Scan the material and copy out each line where the word "below" occurs.

#### Dataset content

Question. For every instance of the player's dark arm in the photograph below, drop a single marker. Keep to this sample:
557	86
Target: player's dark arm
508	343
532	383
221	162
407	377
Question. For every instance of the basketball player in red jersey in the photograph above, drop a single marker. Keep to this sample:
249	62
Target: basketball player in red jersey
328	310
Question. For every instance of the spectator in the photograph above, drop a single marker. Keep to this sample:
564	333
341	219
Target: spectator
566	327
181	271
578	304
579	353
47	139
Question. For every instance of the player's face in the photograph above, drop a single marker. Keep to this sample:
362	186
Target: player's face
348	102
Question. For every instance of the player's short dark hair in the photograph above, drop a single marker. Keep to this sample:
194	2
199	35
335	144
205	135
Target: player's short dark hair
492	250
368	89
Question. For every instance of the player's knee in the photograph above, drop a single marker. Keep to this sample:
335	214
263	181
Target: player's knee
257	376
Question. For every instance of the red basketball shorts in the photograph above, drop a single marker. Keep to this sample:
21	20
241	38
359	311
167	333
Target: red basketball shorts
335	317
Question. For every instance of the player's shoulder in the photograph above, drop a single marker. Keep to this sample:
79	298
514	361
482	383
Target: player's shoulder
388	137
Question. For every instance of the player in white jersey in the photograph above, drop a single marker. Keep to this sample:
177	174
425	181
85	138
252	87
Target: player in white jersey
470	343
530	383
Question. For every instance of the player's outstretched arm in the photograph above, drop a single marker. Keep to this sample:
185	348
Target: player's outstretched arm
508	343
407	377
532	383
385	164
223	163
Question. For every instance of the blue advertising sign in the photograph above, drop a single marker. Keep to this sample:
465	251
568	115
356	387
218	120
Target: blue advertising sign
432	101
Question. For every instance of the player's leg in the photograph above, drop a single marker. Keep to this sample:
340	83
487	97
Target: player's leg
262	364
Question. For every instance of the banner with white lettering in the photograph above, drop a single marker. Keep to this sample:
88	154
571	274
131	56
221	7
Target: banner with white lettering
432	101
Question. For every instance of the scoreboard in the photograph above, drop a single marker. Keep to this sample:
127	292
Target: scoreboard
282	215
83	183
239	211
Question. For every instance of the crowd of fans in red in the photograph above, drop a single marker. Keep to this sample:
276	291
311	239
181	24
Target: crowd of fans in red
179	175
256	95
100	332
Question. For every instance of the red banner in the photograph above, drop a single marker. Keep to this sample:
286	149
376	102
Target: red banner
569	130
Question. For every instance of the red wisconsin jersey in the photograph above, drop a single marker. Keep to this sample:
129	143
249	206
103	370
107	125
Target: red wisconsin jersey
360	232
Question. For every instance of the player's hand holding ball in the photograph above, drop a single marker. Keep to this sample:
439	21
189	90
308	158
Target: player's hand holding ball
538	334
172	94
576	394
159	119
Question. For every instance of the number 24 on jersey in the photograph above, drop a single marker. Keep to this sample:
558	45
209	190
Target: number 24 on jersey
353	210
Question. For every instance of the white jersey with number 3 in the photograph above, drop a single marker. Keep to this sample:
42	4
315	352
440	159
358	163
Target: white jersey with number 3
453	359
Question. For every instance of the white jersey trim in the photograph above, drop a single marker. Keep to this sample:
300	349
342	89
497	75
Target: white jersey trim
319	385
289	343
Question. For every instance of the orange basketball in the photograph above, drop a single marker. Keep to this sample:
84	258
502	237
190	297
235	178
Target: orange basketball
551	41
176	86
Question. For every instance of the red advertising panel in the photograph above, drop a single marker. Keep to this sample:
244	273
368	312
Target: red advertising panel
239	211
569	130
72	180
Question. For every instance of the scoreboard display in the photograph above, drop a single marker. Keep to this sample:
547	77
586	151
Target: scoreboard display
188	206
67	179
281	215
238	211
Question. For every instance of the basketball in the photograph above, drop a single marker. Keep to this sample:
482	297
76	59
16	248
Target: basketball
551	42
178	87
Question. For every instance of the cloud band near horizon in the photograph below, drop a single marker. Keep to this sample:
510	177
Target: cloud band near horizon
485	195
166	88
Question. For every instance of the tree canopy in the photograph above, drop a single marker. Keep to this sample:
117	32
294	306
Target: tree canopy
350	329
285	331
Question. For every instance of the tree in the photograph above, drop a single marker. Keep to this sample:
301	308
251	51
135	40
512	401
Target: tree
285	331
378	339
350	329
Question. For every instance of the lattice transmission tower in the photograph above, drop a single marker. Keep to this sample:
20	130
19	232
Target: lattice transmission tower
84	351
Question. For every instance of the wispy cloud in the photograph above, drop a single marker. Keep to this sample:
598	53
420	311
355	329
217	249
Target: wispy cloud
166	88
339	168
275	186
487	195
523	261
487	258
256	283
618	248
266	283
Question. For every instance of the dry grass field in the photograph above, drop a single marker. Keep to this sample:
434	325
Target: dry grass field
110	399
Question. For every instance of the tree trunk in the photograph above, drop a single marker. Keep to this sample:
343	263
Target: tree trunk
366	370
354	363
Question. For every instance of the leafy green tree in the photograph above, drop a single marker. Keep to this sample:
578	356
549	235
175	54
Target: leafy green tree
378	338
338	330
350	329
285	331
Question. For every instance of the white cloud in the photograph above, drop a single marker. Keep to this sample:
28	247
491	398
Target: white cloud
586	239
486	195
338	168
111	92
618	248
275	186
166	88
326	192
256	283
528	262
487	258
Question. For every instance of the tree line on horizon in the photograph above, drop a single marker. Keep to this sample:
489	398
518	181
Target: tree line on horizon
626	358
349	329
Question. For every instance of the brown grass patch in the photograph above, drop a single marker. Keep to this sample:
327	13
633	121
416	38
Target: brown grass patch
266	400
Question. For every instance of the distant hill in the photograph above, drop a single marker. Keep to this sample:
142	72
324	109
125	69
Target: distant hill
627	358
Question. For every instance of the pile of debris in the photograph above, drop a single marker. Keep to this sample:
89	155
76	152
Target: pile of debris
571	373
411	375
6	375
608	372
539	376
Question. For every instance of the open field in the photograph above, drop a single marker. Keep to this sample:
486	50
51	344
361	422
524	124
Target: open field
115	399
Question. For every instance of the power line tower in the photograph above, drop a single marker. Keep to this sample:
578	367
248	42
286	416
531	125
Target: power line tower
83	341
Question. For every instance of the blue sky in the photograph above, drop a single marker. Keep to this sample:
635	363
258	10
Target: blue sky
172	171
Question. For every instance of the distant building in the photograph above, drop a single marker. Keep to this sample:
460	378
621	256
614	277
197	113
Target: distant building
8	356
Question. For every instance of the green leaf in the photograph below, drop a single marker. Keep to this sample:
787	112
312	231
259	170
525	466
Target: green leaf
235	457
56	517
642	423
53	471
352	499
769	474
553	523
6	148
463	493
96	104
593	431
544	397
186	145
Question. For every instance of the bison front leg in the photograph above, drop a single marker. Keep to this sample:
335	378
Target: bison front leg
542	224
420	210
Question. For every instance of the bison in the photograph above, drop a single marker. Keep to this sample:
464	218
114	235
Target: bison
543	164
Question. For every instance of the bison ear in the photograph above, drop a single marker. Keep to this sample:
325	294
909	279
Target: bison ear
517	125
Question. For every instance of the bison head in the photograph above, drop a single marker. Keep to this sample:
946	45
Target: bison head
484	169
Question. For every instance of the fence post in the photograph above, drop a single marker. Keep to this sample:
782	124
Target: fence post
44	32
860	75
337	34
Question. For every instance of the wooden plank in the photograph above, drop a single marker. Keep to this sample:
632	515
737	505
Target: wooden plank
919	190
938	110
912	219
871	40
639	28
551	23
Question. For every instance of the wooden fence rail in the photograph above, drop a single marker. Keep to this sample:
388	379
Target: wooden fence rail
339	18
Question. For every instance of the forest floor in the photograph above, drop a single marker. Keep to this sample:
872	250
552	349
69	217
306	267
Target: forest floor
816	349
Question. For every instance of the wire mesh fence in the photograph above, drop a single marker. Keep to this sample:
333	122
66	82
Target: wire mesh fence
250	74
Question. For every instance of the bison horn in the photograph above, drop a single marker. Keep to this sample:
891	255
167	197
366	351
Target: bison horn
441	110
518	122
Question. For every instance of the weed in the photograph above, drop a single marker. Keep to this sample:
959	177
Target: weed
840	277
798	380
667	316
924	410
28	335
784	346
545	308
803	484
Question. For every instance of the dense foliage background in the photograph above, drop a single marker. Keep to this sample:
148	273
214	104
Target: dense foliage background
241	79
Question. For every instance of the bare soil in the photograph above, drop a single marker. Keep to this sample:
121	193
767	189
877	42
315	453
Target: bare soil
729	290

########

Answer area:
Question. For every instance of the player's dark arm in the photograph below, drop a single marker. Keep to this sample:
Question. For every instance of the cloud band near horizon in the photograph below, drop a single marker. Keep to this sample:
Question. For every instance of the green leaf in the photograph below, drop a single marker. Keep to this sample:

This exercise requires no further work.